### WHAT YOU SHOULD DO
Among the records, which lines include "soil"? List them.

======

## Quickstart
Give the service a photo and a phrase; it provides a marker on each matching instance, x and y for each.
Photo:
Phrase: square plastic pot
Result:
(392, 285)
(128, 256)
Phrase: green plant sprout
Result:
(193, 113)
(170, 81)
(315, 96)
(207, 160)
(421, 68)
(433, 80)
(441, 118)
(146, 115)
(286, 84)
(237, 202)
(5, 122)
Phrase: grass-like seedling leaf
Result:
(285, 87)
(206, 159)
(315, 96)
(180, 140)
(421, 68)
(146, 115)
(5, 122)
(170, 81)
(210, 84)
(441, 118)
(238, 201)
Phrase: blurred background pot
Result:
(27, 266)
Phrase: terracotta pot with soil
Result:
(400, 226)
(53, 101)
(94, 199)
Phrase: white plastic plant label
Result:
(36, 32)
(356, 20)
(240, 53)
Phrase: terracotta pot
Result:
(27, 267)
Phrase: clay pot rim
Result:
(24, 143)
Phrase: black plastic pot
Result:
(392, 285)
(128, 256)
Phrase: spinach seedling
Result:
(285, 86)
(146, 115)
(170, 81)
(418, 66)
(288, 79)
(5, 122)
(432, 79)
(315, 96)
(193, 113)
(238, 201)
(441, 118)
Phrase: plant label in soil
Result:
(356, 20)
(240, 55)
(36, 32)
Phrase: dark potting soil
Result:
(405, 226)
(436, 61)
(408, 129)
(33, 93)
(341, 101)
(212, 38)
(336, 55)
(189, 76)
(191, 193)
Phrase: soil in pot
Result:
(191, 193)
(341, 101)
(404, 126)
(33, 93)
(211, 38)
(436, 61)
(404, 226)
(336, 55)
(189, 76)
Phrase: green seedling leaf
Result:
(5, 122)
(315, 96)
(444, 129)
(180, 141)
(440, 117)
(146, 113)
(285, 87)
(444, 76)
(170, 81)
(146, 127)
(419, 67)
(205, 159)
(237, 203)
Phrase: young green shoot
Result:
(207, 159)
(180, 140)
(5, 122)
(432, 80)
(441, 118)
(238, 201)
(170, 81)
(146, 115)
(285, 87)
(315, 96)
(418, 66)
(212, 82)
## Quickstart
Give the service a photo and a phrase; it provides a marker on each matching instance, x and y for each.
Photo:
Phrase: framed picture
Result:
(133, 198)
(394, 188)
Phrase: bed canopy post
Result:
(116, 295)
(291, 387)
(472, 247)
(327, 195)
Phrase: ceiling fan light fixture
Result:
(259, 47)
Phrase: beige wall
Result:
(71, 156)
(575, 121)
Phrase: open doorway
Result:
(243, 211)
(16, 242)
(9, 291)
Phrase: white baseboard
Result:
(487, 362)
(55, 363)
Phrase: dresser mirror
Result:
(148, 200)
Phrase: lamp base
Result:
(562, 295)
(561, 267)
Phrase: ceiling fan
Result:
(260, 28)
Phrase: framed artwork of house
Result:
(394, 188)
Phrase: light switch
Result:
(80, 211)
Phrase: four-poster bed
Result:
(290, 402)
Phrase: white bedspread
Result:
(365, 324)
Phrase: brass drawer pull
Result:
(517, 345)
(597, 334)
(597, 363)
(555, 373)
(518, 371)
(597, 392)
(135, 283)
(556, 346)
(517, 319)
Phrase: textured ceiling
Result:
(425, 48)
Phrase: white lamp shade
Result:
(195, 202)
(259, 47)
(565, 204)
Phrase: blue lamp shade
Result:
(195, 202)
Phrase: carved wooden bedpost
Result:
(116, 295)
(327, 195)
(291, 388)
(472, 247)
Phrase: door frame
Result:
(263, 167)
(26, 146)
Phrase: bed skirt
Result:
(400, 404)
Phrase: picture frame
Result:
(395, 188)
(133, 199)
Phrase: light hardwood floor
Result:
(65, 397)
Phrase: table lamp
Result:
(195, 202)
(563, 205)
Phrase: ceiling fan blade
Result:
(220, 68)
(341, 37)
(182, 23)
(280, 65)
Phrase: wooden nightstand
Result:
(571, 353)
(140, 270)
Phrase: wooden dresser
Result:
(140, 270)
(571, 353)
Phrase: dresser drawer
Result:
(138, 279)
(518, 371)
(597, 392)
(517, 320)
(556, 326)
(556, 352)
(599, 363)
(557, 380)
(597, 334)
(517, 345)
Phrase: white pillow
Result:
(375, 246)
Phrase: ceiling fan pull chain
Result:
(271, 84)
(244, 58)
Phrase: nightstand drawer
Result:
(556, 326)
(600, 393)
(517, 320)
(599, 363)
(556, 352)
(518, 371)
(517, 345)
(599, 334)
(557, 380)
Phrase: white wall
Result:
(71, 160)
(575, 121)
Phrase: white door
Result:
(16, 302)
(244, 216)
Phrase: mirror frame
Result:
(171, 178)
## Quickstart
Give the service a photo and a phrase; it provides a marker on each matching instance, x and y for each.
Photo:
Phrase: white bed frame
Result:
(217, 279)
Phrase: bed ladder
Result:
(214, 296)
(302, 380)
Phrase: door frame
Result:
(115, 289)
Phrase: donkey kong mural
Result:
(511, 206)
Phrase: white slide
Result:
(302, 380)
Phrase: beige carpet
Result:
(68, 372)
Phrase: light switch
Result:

======

### WRITTEN REPLY
Phrase: terracotta pot with soil
Phrase: plant label in soil
Phrase: dark potting soil
Phrase: soil in pot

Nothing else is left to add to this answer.